The problem: Write the next part of the FEVEROUS setup guide, picking up after its final line.

Install Requirements

Create a new Conda environment and install torch:

conda create -n feverous python=3.8
conda activate feverous

Then install feverous and all relevant dependencies:

python3 -m pip install -e .

Finally install the English Spacy model python3 -m spacy download en_core_web_sm.

Code has been tested for python3.7 and python3.8.

Prepare Data

Call the following script to download the FEVEROUS data:

./scripts/download_data.sh

Or you can download the data from the FEVEROUS dataset page directly. Namely:

Training Data
Development Data
Wikipedia Data as a database (sqlite3)

After downloading the data, unpack the Wikipedia data into the same folder (i.e. data).

Read Annotations

To read in the FEVEROUS annotations you can use the AnnotationProcessor Iterable. It returns Annotation objects that can be used to access annotation fields as described on the FEVEROUS page, including claim, verdict, list of evidence sets, annotator operations to navigate Wikipedia, and annotation challenges (e.g. numerical reasoning, multi-hop reasoning etc.).

from feverous.utils.annotation_processor import AnnotationProcessor

anno_processor = AnnotationProcessor(input_path)
for annotation in anno_processor:
    print("Claim: {}, Verdict: {}, Evidence ids: {}, Challenge: {}".format(annotation.claim, annotation,verdict, annotation.evidence[0], annotation.challenge)) # prints evidence only for first evidence sets, annotation can have up to three.

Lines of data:
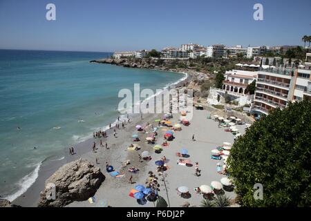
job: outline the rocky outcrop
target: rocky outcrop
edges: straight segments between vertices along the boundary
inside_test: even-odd
[[[95,194],[104,179],[100,169],[86,160],[80,158],[66,164],[46,180],[38,206],[59,207],[73,201],[86,200]]]
[[[12,204],[6,199],[0,199],[0,207],[21,207],[21,206]]]

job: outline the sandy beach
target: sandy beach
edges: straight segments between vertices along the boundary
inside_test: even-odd
[[[136,200],[129,196],[129,193],[131,189],[135,188],[137,184],[144,185],[148,176],[148,171],[156,172],[156,166],[155,162],[160,160],[164,155],[166,156],[167,164],[170,167],[165,173],[167,173],[166,178],[168,186],[168,193],[171,206],[180,206],[185,202],[190,203],[191,206],[200,206],[202,195],[196,193],[194,189],[202,184],[210,185],[211,181],[220,181],[225,175],[219,175],[216,172],[216,164],[220,161],[211,160],[210,157],[211,151],[216,146],[222,145],[223,142],[233,143],[234,135],[231,133],[224,131],[224,128],[218,128],[218,123],[213,119],[207,119],[207,116],[209,113],[207,110],[194,110],[194,118],[191,121],[189,126],[182,126],[182,130],[176,133],[176,139],[169,142],[169,146],[164,147],[161,154],[154,153],[152,147],[153,145],[141,144],[141,150],[129,153],[126,160],[130,160],[132,164],[131,166],[139,168],[140,171],[137,175],[134,175],[133,182],[135,184],[129,184],[128,177],[130,173],[125,171],[126,175],[123,177],[112,177],[104,170],[104,165],[102,163],[101,168],[103,169],[104,174],[106,180],[97,190],[95,198],[97,202],[104,202],[111,206],[154,206],[153,202],[148,202],[145,205],[138,204]],[[151,117],[152,118],[152,117]],[[156,117],[154,117],[156,119]],[[172,122],[176,123],[179,121],[179,115],[174,115]],[[241,133],[244,133],[245,125],[237,126]],[[135,128],[133,128],[133,131]],[[157,138],[157,144],[162,144],[163,142],[162,135],[164,132],[160,130],[159,135]],[[195,135],[196,141],[191,140],[192,135]],[[121,137],[120,137],[121,138]],[[125,138],[125,137],[124,137]],[[127,140],[131,140],[128,137]],[[124,149],[129,142],[124,143]],[[193,163],[194,166],[187,167],[177,164],[178,157],[176,153],[179,152],[181,148],[187,148],[189,151],[189,158]],[[138,162],[138,154],[147,150],[152,153],[152,160],[149,162]],[[105,152],[106,150],[104,151]],[[100,154],[102,155],[102,154]],[[116,155],[115,160],[110,164],[115,167],[116,171],[124,171],[121,169],[120,163],[121,154]],[[95,163],[95,155],[88,154],[83,156]],[[194,162],[199,163],[201,176],[195,176]],[[119,167],[118,167],[119,166]],[[162,182],[160,182],[160,195],[167,199],[166,191]],[[189,199],[184,199],[178,196],[176,188],[180,186],[186,186],[189,189],[191,197]],[[230,198],[234,198],[233,192],[225,192],[225,194]],[[68,206],[97,206],[96,203],[91,204],[88,201],[75,202]]]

Right answer:
Read Wikipedia Data

This repository contains elementary code to assist you in reading and processing the provided Wikipedia data. By creating a a WikiPage object using the json data of a Wikipedia article, every element of an article is instantiated as a WikiElement:

from feverous.database.feverous_db import FeverousDB
from feverous.utils.wiki_page import WikiPage

db =  FeverousDB("path_to_the_wiki")

page_json = db.get_doc_json("Anarchism")
wiki_page = WikiPage("Anarchism", page_json)

The WikiElement object wraps all Wikipedia elements (sentences, tables, lists) around WikiElement objectsa and provides several utility functions you can then use to navigate the elements and their content (e.g. get an element's context, get an element by it's annotation id, ...).

WikiElement

There are five different types of WikiElement: WikiSentence, WikiTable, WikiList, WikiSection, and WikiTitle.

A WikiElement defines/overrides four functions:

get_ids: Returns list of all ids in that element
get_id: Return the specific id of that element
id_repr: Returns a string representation of all ids in that element
__str__: Returns a string representation of the element's content

WikiSection additionally defines a function get_level to get the depth level of the section. WikiTable and WikiList have some additional funcions, explained below.

Reading Sentences

A WikiSentence object contains a single sentence from the Wikipedia Data with its id.

context_sentence_14 = wiki_page.get_context('sentence_14') # Returns list of context Wiki elements

prev_elements = wiki_page.get_previous_k_elements('sentence_5', k=4) # Gets Wiki element before sentence_5
next_elements = wiki_page.get_next_k_elements('sentence_5', k=4) # Gets Wiki element after sentence_5

Reading Tables

A WikiTable object takes a table from the Wikipedia Data and normalizes the table to column_span=1 and row_span=1. It also adds other quality of life features to processing the table or its rows.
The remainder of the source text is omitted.